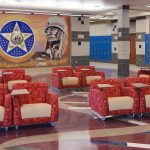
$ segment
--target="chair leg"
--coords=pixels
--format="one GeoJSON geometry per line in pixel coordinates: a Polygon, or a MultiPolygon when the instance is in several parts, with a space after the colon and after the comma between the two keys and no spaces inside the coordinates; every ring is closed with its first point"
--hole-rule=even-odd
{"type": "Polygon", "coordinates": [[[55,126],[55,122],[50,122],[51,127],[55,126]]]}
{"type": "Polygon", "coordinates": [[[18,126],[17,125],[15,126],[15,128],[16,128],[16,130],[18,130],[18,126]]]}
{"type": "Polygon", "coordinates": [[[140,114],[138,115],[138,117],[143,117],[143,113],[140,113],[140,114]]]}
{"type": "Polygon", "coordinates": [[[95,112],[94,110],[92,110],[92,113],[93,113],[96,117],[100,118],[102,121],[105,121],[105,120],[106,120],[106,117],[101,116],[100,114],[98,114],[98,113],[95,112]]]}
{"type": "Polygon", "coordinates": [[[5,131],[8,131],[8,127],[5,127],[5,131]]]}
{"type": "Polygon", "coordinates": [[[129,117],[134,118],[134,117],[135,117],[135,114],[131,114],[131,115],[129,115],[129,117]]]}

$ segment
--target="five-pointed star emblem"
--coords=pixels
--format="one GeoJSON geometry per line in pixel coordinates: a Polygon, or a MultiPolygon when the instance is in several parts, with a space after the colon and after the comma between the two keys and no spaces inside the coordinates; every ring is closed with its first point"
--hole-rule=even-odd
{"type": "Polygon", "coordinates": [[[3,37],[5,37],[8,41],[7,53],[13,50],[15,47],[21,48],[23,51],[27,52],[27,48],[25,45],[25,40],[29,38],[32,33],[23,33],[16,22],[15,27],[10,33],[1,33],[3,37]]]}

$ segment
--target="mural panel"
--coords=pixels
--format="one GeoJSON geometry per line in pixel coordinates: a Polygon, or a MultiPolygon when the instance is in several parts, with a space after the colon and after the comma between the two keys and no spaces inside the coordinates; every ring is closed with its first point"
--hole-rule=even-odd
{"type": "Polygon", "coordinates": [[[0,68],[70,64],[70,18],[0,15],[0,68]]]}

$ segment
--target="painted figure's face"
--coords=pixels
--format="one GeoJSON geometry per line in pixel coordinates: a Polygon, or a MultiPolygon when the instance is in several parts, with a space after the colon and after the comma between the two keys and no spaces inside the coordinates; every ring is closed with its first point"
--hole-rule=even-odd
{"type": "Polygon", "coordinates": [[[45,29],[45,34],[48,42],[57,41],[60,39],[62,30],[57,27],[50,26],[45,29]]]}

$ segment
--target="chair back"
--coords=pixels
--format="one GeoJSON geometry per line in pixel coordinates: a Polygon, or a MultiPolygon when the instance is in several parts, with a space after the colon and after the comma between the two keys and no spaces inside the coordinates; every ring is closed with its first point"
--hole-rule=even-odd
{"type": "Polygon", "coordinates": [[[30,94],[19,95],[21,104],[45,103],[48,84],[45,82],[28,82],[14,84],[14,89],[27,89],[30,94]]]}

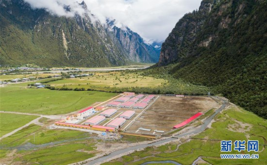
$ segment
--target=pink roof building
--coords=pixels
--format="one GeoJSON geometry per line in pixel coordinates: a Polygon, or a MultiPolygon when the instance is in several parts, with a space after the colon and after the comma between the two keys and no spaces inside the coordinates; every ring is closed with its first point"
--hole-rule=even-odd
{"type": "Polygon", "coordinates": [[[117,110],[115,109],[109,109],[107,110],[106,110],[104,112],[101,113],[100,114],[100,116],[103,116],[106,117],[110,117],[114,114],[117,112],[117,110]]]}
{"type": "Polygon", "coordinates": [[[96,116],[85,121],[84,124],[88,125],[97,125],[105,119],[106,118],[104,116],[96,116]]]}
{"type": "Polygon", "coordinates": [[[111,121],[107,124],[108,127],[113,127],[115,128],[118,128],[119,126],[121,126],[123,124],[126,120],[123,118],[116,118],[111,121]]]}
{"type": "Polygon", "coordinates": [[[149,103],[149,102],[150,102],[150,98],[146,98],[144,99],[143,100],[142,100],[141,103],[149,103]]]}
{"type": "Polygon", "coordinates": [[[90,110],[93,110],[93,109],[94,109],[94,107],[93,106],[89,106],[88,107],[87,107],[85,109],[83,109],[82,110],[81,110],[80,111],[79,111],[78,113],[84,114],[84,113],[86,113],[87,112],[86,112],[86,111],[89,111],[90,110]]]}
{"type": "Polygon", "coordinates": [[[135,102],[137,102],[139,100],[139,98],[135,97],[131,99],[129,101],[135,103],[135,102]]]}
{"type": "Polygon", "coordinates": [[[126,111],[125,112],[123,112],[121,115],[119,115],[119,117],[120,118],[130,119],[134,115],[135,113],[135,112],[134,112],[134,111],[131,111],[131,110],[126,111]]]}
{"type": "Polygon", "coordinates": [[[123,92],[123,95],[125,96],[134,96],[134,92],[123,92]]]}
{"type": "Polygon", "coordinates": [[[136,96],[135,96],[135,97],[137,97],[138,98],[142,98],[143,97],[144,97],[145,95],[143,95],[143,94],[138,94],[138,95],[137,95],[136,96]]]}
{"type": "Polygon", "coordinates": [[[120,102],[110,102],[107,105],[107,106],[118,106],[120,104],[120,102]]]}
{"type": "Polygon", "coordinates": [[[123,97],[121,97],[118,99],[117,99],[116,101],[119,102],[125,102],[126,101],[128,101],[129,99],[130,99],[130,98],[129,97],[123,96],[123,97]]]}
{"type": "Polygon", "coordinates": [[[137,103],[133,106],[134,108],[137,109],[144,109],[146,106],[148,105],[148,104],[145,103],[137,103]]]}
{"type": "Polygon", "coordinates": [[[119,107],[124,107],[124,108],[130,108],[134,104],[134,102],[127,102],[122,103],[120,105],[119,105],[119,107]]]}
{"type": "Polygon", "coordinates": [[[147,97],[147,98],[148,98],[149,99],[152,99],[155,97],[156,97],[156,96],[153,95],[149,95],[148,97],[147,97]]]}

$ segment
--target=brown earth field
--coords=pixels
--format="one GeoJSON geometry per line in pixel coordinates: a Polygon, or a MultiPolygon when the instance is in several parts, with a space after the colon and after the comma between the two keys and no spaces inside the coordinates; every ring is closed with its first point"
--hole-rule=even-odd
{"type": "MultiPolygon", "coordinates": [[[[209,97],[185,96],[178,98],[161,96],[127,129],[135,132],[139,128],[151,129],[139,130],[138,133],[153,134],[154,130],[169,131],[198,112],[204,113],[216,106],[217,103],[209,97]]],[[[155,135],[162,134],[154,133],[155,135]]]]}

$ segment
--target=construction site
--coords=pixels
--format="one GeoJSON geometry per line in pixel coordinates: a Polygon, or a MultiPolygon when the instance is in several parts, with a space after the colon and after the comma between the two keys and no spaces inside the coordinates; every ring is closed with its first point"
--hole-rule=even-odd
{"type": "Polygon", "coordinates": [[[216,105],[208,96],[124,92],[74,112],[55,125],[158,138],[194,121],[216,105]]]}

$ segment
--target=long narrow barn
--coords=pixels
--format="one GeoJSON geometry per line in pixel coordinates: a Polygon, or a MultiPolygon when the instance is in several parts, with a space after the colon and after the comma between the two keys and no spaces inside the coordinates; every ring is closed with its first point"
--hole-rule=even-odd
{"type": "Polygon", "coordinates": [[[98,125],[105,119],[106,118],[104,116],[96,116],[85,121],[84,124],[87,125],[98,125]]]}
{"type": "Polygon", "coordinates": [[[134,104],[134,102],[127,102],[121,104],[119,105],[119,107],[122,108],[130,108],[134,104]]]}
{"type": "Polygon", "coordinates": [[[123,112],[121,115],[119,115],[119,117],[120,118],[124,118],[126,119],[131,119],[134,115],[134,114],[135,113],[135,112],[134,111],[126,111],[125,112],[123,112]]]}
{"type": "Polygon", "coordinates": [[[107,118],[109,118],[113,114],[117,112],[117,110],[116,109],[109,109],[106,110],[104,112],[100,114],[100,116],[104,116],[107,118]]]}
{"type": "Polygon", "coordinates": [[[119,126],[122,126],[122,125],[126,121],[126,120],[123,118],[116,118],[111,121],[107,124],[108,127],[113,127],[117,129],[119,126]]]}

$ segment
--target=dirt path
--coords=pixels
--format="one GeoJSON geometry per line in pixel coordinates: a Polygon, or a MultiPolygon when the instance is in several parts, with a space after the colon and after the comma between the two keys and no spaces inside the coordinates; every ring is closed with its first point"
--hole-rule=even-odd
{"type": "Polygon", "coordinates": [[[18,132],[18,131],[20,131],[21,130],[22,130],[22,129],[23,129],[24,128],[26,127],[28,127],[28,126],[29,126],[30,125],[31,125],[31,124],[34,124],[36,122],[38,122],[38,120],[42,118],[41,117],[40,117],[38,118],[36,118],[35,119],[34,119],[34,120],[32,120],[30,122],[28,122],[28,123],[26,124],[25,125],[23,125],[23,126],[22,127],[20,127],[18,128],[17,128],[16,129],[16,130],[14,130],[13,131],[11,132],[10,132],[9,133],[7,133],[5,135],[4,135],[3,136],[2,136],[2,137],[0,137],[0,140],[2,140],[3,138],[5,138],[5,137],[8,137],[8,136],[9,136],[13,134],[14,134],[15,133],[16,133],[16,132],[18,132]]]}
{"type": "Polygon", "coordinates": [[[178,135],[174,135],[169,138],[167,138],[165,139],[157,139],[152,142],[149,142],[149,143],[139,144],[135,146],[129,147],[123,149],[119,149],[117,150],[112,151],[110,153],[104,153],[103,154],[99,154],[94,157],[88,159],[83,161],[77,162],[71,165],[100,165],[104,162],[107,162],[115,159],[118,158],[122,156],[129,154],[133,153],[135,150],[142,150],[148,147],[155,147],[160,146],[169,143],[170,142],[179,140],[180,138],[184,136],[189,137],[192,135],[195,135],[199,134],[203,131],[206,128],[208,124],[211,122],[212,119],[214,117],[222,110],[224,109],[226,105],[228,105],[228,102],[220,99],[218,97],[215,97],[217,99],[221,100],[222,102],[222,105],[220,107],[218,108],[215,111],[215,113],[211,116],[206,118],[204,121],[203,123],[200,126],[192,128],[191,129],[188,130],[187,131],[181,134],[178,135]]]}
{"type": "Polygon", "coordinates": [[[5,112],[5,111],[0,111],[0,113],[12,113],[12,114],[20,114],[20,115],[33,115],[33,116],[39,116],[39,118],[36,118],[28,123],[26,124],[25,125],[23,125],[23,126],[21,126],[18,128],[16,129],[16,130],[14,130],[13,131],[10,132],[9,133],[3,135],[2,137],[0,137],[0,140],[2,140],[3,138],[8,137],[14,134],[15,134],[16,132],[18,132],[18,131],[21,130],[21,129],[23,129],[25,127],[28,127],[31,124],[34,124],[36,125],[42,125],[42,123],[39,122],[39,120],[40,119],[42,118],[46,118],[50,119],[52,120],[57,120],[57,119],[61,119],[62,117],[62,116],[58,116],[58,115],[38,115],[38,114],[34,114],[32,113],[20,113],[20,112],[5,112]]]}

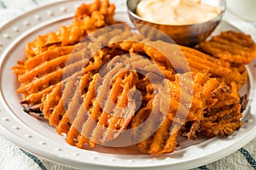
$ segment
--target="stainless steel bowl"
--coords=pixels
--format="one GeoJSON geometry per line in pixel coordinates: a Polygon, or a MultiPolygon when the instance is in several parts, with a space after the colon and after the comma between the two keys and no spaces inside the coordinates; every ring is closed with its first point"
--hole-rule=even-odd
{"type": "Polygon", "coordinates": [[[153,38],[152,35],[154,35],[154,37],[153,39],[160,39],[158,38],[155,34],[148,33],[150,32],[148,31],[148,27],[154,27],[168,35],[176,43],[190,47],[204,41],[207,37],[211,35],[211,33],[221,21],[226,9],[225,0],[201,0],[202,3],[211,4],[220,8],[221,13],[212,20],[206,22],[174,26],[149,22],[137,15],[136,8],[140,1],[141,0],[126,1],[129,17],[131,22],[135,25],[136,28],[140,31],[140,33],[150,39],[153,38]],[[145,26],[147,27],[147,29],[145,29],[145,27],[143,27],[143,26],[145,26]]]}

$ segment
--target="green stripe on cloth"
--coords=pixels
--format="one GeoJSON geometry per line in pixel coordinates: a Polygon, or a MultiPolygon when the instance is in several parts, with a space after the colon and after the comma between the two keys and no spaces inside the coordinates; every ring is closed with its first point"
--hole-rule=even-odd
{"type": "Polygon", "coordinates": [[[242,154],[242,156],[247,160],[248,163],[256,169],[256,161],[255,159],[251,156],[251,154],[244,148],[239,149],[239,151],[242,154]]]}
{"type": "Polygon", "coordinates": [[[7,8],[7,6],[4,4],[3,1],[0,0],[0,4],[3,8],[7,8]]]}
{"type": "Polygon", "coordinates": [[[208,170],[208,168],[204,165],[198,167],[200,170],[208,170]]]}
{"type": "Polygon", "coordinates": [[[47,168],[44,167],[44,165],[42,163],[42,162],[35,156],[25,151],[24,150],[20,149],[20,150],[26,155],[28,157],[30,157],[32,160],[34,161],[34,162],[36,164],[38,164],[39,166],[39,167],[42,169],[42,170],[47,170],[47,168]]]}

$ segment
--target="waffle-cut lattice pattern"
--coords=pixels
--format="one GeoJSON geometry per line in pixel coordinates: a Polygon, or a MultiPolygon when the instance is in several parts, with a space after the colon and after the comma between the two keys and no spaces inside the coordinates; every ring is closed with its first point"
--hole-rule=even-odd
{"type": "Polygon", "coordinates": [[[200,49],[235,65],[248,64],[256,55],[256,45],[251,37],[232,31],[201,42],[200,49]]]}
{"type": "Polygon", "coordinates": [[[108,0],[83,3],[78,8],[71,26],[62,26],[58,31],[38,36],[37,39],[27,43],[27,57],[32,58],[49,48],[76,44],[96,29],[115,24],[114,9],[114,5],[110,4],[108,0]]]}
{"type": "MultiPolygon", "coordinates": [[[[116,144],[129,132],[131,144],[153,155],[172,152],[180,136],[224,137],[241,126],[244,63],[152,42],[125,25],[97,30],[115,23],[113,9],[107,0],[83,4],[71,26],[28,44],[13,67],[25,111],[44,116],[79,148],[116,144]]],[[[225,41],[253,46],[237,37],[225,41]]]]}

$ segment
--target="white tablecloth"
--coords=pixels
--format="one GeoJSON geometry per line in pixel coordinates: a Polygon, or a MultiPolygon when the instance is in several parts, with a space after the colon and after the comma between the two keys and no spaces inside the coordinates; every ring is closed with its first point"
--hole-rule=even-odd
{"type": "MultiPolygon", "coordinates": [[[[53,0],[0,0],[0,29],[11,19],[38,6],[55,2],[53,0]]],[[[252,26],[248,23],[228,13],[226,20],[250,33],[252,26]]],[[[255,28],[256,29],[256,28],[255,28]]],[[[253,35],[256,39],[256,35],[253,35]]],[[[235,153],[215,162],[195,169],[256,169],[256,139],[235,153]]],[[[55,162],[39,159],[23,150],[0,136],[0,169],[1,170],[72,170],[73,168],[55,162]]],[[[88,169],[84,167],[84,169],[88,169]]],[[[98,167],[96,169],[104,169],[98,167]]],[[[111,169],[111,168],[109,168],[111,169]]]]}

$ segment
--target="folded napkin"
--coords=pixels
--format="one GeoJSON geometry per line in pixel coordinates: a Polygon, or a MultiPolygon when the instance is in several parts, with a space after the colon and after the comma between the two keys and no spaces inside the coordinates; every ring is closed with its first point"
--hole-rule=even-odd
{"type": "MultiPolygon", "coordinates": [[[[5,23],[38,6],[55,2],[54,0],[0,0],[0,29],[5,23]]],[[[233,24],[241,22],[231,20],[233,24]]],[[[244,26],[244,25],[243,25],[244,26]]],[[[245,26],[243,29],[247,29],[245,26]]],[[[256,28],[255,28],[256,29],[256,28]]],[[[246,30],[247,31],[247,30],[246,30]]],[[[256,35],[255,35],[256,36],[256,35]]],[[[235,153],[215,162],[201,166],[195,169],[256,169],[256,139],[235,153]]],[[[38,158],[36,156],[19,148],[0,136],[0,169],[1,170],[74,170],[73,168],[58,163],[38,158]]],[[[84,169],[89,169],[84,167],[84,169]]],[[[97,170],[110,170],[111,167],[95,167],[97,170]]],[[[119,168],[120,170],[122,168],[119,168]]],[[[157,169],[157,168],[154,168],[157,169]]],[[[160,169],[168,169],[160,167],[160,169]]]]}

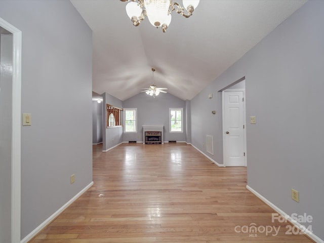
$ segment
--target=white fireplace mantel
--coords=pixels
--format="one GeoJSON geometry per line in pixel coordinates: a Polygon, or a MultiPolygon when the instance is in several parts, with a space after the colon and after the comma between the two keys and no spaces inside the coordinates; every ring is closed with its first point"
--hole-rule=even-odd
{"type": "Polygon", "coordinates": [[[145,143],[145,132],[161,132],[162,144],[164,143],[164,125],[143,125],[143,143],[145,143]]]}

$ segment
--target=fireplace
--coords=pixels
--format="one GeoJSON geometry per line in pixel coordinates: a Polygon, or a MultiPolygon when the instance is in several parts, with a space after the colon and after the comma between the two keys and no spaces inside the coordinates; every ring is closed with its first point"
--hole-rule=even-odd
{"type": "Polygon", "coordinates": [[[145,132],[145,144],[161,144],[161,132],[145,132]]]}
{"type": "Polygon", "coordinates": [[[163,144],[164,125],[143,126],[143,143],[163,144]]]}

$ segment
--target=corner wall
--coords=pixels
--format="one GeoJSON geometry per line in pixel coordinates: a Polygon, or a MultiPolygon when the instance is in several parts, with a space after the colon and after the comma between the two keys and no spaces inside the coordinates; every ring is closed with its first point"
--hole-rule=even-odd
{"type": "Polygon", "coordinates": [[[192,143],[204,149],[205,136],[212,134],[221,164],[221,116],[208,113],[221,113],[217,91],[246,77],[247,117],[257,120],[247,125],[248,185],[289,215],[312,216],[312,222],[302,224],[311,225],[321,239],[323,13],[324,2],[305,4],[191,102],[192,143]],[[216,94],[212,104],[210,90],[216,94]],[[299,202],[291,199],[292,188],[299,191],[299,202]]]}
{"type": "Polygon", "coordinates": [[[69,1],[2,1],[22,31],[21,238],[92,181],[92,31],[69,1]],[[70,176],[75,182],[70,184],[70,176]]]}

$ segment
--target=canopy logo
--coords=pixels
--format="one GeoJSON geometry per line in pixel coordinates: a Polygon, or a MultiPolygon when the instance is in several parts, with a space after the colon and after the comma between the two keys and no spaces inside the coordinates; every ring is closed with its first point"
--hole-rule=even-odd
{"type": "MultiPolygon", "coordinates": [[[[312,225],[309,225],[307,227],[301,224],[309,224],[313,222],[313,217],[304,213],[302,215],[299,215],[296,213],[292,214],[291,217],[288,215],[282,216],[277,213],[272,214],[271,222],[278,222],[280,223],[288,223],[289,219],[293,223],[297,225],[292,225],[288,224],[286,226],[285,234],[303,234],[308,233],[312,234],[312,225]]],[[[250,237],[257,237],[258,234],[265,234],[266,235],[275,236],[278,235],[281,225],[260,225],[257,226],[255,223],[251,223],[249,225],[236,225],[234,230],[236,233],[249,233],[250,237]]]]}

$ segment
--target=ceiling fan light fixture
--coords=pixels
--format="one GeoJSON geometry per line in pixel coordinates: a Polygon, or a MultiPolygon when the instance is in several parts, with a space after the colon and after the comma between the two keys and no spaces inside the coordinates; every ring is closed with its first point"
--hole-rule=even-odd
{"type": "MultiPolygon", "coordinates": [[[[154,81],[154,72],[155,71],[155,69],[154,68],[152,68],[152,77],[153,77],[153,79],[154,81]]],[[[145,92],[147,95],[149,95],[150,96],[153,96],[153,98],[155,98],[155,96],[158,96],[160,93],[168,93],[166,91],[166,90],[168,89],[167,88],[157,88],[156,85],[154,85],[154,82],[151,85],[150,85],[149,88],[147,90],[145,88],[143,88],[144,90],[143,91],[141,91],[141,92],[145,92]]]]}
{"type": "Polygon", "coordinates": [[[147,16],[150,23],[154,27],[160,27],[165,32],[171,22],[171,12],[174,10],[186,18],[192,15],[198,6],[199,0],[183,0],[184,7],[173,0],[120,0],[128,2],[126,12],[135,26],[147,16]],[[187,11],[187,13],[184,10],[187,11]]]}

===

Goal :: Find every line in the entries that contains the word "white" and copy each such line.

Solved problem ::
--target="white tablecloth"
--target=white fireplace mantel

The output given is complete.